• **Request**
Copy out all of the material below line for line, without any changes, and leave the picture out.
—————
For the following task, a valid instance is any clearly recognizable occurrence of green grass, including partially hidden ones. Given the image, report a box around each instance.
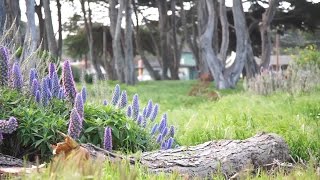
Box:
[21,81,320,179]
[83,81,320,159]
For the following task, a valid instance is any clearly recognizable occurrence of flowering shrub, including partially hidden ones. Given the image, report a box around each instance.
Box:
[0,44,174,159]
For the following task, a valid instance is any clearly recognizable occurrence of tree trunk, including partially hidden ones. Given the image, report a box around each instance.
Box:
[124,0,136,85]
[57,0,62,60]
[198,0,231,89]
[82,133,290,178]
[132,1,161,80]
[0,0,6,35]
[112,0,125,83]
[24,0,38,52]
[219,0,229,66]
[260,0,279,68]
[20,0,38,64]
[42,0,58,58]
[4,0,21,29]
[157,1,170,79]
[80,0,103,79]
[35,1,48,50]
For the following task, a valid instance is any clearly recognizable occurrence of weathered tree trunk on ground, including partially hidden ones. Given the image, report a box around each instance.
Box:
[82,133,290,178]
[43,0,58,58]
[0,133,290,179]
[260,0,279,68]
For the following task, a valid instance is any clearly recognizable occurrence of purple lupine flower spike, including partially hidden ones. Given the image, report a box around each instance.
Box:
[41,78,51,106]
[142,107,147,118]
[81,86,87,104]
[137,114,143,126]
[68,108,82,139]
[62,61,77,103]
[0,131,3,144]
[29,68,38,87]
[161,141,167,150]
[0,46,10,86]
[51,71,60,98]
[150,104,159,122]
[58,87,65,100]
[167,137,173,149]
[127,106,132,117]
[0,117,18,134]
[157,134,162,144]
[146,99,152,118]
[103,127,112,151]
[111,84,120,106]
[159,114,167,133]
[150,124,158,135]
[118,91,128,109]
[35,90,41,103]
[169,125,175,137]
[49,63,56,79]
[161,127,168,137]
[142,116,147,128]
[74,93,84,118]
[74,93,84,118]
[132,94,139,120]
[46,75,52,92]
[31,79,40,96]
[11,62,23,91]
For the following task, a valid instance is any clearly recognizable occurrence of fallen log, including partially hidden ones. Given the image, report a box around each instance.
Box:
[81,133,290,178]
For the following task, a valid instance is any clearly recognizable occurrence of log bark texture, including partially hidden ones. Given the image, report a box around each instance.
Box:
[82,133,289,178]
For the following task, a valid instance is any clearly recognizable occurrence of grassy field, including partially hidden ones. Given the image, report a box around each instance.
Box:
[23,81,320,179]
[84,81,320,160]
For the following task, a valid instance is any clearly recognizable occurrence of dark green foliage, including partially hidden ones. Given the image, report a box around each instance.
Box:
[0,88,155,160]
[80,105,151,152]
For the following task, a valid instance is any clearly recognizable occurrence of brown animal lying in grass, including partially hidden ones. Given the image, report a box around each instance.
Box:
[199,73,213,82]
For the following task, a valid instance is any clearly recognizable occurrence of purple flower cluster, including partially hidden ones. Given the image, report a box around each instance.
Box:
[118,91,128,109]
[127,105,132,117]
[74,93,84,118]
[62,60,77,103]
[146,99,152,118]
[48,63,56,79]
[51,71,60,98]
[29,68,38,87]
[68,108,82,139]
[111,84,120,106]
[11,62,23,91]
[150,104,159,121]
[0,117,18,134]
[81,86,87,104]
[31,79,40,97]
[0,46,9,86]
[103,127,112,151]
[132,94,139,120]
[41,78,52,106]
—————
• **Written response**
For the following task, a valid instance is any clearly recognizable occurrence of green grass, including partially hidden ones. Given the image, report a box around each instance.
Box:
[21,81,320,179]
[83,81,320,159]
For the following task, a valid instance is any clearly recognizable occurrence of flowering shrub, including partially hidden ones. Given the image, report a box around each instance.
Box:
[0,44,174,159]
For the following task, a valid instance is any clearly recognizable occurrence of tree trunk, including partially hidden ones. Given the image, report a box around each instance.
Box:
[124,0,136,85]
[57,0,62,60]
[198,0,231,89]
[82,133,290,178]
[132,1,161,80]
[0,0,6,35]
[112,0,125,83]
[24,0,38,52]
[219,0,229,66]
[260,0,279,68]
[20,0,38,64]
[42,0,58,58]
[4,0,21,29]
[157,1,170,79]
[80,0,103,79]
[35,1,48,50]
For the following task, a valid instance is any clearly recognizable occurrence of weathered tree trunk on ground, including partially hidden ones. Given the image, report a box around each instance.
Box:
[82,133,290,178]
[43,0,58,58]
[0,133,290,179]
[260,0,279,68]
For the following task, a valid instance is any clearly recognizable occurrence of purple lupine flower spike, including partially hidden ones. Given the image, report a box around each instance.
Box:
[41,78,51,106]
[142,107,147,118]
[81,86,87,104]
[137,114,143,126]
[68,108,82,139]
[62,61,77,103]
[0,131,3,144]
[29,68,38,87]
[161,141,167,150]
[0,46,10,86]
[51,71,60,98]
[150,104,159,122]
[58,87,65,100]
[167,137,173,149]
[127,106,132,117]
[0,117,18,134]
[157,134,162,144]
[146,99,152,118]
[103,127,112,151]
[111,84,120,106]
[159,114,167,133]
[150,124,158,135]
[118,91,128,109]
[35,90,41,103]
[169,125,175,137]
[49,63,56,79]
[161,127,168,137]
[142,116,147,128]
[74,93,84,118]
[74,93,84,118]
[132,94,139,120]
[46,75,52,92]
[31,79,40,96]
[11,62,23,91]
For the following task, a valid instance is any clearly recognizable occurrence of fallen log, including partially hidden ones. Given the image, report a box around each instance.
Box:
[81,133,290,178]
For the following task, a valid instance is any clearly recognizable occurrence of log bark texture, including partially hidden ones. Given the image, report a box around each instance.
Box:
[82,133,289,178]
For the following task, a valid instance is any clearly recognizable occurrence of grassy field, including partially hidden ones. Given the image, report a box around each instance.
Box:
[23,81,320,179]
[84,81,320,160]
For the following task, a valid instance is any clearly recognizable occurrence of dark green foliage, including partially hidden ones. Given the image, report a box around each instance.
Box:
[0,88,155,160]
[80,105,151,152]
For the following task, a valid instance is any clearly recognizable occurrence of brown animal lying in grass, including partially hidden ones. Given the image, report a box around each instance.
Box:
[199,73,213,82]
For the following task, a valid instance is any clearly recognizable occurrence of purple flower cluster, including partially hidden ones. Given the image, report a box around each instance.
Box:
[118,91,128,109]
[127,105,132,117]
[74,93,84,118]
[62,60,77,103]
[146,99,152,118]
[48,63,56,79]
[51,71,60,98]
[29,68,38,87]
[68,108,82,139]
[111,84,120,106]
[11,62,23,91]
[150,104,159,121]
[0,117,18,134]
[81,86,87,104]
[31,79,40,97]
[0,46,9,86]
[103,127,112,151]
[132,94,139,120]
[41,78,52,106]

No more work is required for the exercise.